*YOUR GOAL*
Starting at the line that contains "of the dark" and ending at the line that contains "of the small", the lines below are to be given again exactly, with nothing added.

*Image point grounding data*
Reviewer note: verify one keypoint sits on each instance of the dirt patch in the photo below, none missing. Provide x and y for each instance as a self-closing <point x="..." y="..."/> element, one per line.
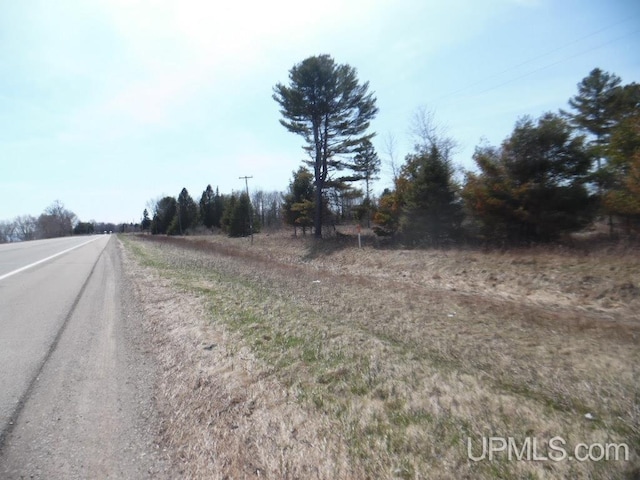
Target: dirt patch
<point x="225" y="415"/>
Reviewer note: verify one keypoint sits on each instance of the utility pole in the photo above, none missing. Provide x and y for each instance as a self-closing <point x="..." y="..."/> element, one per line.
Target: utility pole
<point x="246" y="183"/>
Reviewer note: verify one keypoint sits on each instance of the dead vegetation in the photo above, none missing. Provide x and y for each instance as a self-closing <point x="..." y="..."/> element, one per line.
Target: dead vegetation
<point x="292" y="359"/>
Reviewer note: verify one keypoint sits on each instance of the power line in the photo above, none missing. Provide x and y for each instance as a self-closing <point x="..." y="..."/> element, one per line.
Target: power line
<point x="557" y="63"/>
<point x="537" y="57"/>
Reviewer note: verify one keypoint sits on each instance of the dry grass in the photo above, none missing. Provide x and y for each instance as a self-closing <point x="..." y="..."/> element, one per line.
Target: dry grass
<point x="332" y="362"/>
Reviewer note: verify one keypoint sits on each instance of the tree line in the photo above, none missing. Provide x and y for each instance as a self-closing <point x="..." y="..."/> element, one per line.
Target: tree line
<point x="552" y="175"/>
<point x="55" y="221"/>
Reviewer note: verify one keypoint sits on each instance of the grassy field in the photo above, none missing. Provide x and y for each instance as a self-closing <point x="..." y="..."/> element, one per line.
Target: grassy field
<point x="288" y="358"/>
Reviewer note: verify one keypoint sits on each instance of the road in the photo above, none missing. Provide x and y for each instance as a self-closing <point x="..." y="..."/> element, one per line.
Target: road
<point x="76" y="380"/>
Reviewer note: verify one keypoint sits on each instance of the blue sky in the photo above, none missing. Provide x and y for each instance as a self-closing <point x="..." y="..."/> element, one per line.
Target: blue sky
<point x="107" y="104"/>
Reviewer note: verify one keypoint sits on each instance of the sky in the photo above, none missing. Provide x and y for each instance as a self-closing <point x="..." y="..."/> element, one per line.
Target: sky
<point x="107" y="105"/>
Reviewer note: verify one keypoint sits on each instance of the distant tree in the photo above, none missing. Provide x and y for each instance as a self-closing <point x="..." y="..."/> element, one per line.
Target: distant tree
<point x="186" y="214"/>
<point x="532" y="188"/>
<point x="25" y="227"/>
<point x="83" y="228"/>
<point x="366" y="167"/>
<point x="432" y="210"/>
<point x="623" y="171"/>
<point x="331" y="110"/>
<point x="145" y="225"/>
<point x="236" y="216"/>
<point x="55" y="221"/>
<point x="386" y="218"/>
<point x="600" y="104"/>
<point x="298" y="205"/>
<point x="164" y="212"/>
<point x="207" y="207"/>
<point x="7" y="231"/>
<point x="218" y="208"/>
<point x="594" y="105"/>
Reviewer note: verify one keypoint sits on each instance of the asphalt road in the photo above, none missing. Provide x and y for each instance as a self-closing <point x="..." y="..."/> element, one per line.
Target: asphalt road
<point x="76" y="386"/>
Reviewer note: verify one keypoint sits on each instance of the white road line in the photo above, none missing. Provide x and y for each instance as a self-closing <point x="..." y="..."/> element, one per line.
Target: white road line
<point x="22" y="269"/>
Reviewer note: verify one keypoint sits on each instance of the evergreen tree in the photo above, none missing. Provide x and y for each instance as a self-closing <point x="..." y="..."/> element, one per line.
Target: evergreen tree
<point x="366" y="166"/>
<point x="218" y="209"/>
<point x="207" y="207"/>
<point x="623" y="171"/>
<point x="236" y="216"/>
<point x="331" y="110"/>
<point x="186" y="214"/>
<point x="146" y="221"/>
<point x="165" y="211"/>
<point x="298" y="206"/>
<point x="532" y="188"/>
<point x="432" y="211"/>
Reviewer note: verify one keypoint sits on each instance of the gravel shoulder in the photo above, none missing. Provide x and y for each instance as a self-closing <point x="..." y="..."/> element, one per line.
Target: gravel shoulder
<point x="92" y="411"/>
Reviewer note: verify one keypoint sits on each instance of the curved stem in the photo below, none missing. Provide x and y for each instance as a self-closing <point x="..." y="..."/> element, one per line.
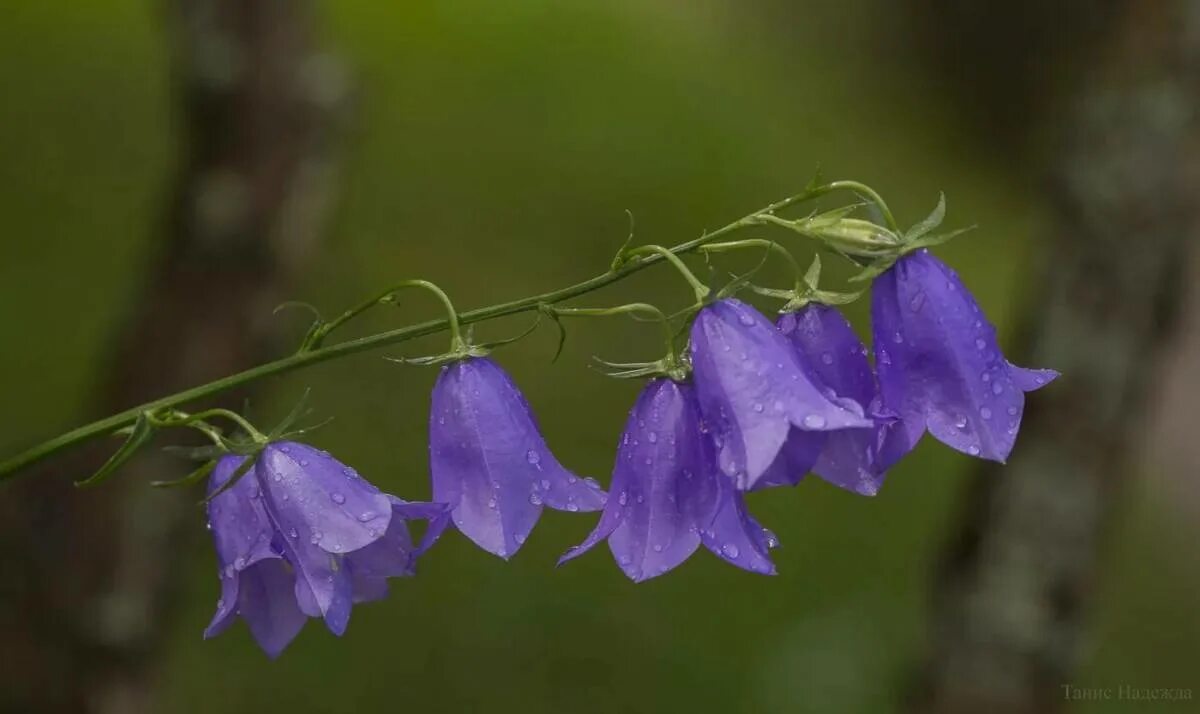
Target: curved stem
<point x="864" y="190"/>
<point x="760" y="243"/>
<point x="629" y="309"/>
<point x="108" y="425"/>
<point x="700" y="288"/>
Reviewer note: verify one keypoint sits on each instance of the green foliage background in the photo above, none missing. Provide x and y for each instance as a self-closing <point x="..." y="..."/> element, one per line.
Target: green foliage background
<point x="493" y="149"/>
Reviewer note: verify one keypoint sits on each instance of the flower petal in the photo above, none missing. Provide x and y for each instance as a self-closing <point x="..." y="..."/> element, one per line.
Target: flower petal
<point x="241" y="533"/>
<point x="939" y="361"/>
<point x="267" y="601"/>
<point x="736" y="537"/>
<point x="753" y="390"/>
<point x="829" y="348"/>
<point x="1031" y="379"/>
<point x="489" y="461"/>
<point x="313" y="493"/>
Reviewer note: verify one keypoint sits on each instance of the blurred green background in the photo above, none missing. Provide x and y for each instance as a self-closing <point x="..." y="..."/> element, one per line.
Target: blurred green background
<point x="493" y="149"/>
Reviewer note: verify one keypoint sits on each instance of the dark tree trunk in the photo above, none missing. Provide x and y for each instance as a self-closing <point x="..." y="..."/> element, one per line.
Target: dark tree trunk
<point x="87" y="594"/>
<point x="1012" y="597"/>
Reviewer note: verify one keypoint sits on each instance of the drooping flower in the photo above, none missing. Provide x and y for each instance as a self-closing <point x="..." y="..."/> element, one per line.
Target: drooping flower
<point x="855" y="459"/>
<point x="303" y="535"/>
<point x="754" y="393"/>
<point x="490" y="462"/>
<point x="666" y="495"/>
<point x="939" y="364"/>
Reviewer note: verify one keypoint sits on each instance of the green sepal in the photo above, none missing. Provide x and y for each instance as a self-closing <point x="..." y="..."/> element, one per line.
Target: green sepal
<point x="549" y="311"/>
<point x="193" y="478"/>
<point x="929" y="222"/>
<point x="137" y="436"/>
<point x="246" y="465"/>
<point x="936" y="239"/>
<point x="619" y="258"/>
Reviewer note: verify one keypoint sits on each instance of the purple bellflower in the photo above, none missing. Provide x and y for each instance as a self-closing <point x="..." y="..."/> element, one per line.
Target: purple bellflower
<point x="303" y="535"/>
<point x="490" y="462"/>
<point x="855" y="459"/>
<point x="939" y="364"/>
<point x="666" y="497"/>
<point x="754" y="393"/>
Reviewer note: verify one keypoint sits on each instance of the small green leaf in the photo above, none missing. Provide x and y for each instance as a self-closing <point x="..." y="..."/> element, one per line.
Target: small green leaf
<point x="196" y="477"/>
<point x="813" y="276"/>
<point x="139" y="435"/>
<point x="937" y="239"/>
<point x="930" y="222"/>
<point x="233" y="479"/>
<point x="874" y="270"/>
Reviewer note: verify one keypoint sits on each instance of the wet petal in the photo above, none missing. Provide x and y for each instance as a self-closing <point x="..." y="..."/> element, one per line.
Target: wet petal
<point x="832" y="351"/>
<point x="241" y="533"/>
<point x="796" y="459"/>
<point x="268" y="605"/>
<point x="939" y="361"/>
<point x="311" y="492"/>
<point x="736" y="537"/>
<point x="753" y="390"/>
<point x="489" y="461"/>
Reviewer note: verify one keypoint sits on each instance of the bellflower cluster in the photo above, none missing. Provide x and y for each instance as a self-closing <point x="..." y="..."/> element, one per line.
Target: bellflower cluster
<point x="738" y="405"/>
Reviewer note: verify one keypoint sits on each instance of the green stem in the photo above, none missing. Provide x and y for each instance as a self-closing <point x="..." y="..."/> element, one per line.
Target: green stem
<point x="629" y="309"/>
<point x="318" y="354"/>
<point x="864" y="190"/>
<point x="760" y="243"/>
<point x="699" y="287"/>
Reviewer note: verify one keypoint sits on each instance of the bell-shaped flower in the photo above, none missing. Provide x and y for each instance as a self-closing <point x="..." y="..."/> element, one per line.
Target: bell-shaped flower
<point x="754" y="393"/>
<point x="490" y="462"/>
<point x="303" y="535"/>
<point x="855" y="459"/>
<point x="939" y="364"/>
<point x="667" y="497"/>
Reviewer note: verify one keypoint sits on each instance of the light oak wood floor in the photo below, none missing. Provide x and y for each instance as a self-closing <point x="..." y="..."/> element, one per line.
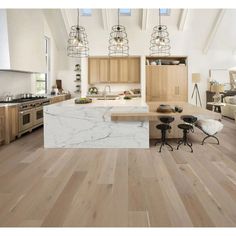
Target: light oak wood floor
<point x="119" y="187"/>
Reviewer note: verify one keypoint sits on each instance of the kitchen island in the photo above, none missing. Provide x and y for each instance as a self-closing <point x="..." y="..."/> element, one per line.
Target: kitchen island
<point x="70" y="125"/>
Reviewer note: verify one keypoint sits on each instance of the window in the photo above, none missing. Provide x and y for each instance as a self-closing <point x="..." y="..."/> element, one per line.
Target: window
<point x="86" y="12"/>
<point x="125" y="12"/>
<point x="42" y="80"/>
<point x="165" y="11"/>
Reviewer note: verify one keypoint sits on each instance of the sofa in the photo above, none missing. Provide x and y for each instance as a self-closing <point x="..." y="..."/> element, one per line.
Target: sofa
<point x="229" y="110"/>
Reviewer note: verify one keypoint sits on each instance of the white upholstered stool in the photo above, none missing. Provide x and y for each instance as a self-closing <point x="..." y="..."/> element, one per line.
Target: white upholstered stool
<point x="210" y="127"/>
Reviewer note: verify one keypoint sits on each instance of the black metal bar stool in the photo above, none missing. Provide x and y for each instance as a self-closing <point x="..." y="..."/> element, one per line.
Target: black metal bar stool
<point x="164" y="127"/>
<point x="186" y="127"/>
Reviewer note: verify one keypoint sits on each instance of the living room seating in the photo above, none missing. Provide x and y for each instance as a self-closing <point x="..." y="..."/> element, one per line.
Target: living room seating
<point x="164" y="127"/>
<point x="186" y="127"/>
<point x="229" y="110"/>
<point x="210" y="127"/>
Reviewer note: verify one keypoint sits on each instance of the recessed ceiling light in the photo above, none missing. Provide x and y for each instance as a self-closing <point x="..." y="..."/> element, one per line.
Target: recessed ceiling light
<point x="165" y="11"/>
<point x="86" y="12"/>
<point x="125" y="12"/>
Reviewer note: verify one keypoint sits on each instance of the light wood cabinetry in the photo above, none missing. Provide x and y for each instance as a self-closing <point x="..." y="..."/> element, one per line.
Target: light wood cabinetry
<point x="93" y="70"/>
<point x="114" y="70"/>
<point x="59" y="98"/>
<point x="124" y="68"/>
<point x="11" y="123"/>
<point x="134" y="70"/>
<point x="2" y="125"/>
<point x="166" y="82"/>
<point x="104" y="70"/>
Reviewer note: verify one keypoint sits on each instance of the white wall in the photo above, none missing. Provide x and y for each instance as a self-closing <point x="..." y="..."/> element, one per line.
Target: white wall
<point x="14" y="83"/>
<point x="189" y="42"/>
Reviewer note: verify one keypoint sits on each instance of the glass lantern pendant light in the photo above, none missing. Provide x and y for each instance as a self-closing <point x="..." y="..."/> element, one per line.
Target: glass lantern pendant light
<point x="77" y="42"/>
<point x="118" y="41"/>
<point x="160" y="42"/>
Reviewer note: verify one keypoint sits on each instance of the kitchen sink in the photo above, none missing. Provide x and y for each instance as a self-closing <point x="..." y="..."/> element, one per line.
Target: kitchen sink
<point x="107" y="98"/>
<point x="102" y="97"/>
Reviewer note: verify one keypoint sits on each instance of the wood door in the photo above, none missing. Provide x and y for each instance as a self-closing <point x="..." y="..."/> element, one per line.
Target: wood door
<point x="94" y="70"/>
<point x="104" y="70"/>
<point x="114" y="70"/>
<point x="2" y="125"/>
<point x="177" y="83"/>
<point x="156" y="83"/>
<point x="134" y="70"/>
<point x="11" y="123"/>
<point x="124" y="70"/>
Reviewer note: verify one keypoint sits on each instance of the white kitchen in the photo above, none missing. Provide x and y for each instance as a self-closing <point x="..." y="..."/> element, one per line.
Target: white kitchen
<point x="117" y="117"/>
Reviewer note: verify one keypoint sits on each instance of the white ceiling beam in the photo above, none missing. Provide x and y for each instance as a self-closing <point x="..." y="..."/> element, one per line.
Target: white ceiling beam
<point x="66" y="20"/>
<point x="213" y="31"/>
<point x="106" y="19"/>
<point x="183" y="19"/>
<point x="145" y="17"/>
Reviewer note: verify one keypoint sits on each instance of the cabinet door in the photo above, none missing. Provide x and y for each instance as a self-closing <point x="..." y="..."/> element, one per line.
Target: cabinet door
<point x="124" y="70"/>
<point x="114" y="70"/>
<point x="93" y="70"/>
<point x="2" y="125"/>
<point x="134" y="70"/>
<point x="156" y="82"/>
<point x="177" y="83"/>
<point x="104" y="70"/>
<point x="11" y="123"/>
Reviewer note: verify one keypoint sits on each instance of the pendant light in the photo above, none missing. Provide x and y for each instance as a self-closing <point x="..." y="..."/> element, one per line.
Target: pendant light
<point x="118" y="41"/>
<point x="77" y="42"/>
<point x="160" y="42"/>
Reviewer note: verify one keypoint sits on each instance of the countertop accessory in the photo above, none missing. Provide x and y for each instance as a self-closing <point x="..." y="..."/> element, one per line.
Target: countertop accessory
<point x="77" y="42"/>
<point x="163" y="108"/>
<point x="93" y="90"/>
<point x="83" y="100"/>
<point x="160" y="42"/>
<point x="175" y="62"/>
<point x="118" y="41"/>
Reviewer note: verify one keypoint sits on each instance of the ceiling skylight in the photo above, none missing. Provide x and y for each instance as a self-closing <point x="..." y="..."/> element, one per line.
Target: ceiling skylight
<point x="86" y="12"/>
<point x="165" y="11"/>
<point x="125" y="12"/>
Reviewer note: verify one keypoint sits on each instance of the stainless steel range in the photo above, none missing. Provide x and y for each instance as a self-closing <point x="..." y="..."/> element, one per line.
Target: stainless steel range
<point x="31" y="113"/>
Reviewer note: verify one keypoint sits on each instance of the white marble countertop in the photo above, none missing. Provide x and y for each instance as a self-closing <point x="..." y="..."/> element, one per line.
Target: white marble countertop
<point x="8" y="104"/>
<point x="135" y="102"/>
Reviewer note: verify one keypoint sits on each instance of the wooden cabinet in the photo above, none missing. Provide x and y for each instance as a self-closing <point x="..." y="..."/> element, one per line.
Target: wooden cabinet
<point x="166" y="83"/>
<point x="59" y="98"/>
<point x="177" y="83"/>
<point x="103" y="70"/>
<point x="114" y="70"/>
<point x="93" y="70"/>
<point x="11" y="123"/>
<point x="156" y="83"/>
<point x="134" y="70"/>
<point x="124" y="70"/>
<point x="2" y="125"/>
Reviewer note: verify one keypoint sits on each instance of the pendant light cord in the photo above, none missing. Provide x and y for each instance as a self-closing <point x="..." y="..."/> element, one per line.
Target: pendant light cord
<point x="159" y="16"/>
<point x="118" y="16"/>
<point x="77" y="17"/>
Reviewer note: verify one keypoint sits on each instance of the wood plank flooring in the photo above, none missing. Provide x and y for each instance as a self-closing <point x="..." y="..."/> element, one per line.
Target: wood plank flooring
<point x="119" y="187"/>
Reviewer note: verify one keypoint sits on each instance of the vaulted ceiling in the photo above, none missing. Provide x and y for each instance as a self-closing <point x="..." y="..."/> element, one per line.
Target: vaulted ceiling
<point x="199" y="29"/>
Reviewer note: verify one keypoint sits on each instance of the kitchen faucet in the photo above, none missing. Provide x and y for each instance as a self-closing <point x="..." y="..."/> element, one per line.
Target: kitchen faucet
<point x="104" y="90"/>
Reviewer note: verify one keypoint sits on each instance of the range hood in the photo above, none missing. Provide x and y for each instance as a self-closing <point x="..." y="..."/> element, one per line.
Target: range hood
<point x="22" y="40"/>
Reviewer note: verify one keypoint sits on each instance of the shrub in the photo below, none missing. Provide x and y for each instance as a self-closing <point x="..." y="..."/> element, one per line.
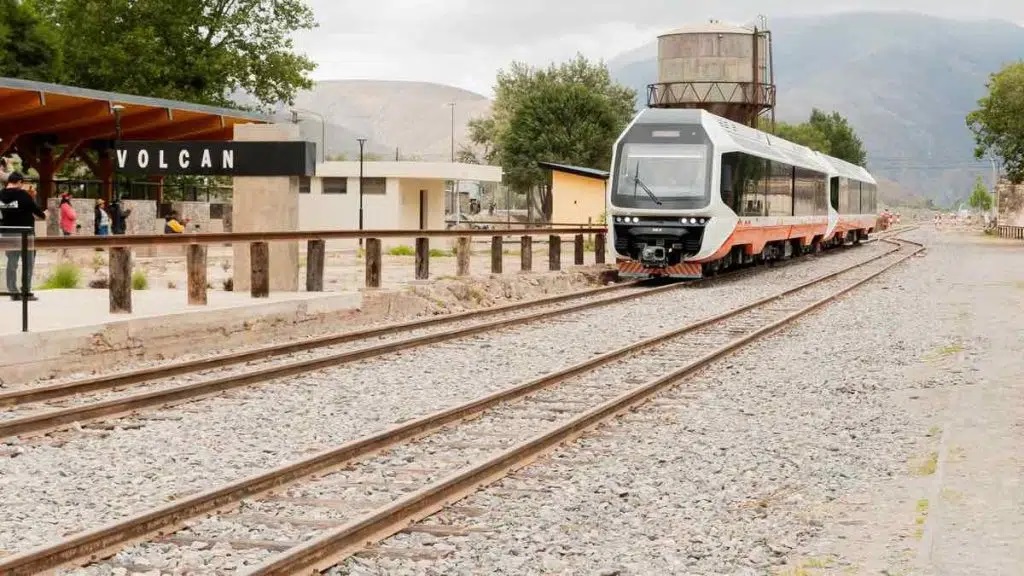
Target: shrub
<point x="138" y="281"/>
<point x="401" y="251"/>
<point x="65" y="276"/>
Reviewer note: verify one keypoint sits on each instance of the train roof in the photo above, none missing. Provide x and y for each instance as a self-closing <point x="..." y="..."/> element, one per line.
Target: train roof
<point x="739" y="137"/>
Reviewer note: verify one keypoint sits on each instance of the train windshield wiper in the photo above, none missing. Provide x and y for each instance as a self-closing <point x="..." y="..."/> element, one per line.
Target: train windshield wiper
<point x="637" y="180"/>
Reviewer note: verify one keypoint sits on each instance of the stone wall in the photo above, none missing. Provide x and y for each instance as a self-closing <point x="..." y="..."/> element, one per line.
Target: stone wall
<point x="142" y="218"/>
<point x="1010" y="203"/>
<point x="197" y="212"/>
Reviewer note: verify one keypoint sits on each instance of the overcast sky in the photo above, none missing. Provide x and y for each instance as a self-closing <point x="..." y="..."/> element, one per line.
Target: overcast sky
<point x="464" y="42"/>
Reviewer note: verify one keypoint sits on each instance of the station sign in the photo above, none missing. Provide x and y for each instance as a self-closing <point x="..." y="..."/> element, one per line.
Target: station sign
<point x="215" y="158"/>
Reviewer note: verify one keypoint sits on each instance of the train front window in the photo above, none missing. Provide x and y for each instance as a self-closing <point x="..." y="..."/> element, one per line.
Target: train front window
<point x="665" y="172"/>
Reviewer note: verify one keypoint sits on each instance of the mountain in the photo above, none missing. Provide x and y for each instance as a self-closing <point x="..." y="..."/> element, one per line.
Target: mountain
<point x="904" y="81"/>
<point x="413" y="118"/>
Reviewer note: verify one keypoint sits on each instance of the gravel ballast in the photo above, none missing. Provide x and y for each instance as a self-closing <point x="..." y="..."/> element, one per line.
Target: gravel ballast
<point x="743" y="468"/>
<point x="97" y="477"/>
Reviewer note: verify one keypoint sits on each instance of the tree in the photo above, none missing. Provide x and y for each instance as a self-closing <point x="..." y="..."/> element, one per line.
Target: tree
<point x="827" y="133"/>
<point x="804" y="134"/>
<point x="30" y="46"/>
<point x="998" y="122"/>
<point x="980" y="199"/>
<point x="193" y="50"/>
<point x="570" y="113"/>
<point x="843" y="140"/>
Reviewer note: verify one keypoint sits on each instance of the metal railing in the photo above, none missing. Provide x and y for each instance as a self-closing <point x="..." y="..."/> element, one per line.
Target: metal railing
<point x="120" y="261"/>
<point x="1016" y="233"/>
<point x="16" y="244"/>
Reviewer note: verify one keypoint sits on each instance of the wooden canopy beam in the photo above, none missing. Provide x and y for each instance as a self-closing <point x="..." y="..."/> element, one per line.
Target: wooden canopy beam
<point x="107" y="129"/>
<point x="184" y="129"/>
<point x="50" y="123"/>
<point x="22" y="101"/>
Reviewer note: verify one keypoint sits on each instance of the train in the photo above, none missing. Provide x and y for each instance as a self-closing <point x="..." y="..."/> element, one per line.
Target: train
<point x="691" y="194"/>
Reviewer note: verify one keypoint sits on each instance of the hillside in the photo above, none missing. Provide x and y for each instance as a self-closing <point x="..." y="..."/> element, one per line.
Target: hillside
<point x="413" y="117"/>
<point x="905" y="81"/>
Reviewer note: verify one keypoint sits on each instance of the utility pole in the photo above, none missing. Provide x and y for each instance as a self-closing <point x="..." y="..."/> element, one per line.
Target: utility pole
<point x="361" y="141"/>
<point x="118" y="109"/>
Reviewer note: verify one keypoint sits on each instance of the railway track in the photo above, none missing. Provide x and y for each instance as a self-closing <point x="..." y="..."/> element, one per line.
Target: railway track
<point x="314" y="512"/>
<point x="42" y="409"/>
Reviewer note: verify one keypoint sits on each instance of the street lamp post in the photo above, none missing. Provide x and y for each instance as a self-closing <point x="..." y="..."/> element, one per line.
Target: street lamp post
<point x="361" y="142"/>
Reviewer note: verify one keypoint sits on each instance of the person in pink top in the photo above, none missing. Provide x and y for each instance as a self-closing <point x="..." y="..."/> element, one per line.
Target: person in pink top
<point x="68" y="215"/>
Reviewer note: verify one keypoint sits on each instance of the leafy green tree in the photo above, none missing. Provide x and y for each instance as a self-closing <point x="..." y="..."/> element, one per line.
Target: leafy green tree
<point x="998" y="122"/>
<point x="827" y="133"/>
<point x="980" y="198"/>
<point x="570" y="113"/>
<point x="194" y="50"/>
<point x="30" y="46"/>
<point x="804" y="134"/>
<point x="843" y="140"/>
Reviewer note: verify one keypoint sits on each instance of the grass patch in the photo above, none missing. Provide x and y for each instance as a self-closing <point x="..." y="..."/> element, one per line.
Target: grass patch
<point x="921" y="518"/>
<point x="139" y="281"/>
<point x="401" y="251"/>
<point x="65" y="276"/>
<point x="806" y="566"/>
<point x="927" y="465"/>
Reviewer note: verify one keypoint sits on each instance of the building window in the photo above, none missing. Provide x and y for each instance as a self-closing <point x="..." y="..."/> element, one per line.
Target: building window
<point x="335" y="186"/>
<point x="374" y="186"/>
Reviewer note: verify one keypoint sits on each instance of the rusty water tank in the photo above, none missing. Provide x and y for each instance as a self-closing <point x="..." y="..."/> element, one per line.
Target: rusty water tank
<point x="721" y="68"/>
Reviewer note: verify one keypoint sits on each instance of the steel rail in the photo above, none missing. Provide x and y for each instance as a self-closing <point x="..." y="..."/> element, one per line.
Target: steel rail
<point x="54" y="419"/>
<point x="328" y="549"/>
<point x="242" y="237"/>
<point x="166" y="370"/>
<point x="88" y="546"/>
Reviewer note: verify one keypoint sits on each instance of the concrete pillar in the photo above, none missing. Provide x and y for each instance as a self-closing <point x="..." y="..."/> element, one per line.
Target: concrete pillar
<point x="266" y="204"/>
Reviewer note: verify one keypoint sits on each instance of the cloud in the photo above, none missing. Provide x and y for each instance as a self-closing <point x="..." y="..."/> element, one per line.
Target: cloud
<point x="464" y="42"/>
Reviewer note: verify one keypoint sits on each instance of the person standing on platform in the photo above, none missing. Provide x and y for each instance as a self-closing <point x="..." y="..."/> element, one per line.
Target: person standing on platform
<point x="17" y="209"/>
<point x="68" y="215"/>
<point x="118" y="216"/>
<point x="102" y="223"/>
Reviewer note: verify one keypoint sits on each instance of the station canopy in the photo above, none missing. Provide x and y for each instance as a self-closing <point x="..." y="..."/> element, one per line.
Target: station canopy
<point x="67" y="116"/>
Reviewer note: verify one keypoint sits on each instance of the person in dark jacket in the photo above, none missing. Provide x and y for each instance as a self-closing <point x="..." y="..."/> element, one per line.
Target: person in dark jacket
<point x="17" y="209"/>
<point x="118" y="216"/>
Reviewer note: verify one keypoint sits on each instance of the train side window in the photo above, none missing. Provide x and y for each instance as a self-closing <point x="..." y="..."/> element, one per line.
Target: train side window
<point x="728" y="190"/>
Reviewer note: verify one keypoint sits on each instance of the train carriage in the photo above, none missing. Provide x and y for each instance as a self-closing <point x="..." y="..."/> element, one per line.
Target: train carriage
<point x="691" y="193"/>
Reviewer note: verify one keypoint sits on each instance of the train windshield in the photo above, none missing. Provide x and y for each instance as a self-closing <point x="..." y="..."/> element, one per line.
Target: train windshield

*SOLUTION FOR THIS PROBLEM*
Reviewer note: verify one keypoint sits on each instance of the dark tree trunk in the photo above, none missing. Provide x and y for each instance as a self-closing <point x="..." y="..."/> element, one per line.
Target: dark tree trunk
<point x="87" y="594"/>
<point x="1012" y="597"/>
Reviewer note: verify one keypoint sits on each instance of the drooping flower in the photo above, none missing. Provide x and y for each instance as a self-closing <point x="..." y="..."/> element, one per line.
Target: drooping flower
<point x="855" y="459"/>
<point x="303" y="535"/>
<point x="754" y="393"/>
<point x="490" y="462"/>
<point x="666" y="495"/>
<point x="939" y="364"/>
Reviewer note: verify one keypoint sits on each instance of the green sepal in the photo above, none missing. Provide x and y for each instance as a self-closing <point x="..." y="..."/> element, one per line.
Target: green sepal
<point x="549" y="311"/>
<point x="193" y="478"/>
<point x="929" y="222"/>
<point x="137" y="436"/>
<point x="246" y="465"/>
<point x="936" y="239"/>
<point x="619" y="258"/>
Reviewer note: verify one keypoint sits on each instance of the purple bellflower in the photo above, none missing. Provide x and y for each instance as a self-closing <point x="..." y="..."/> element, one per line.
Target: purple bellflower
<point x="303" y="535"/>
<point x="490" y="462"/>
<point x="855" y="459"/>
<point x="939" y="364"/>
<point x="666" y="497"/>
<point x="754" y="393"/>
Reviewer note: verify one keypoint sits on each instance of the small green leaf in the photo above, none missing. Provide x and y for each instance as a self-closing <point x="..." y="..."/> element, one per line.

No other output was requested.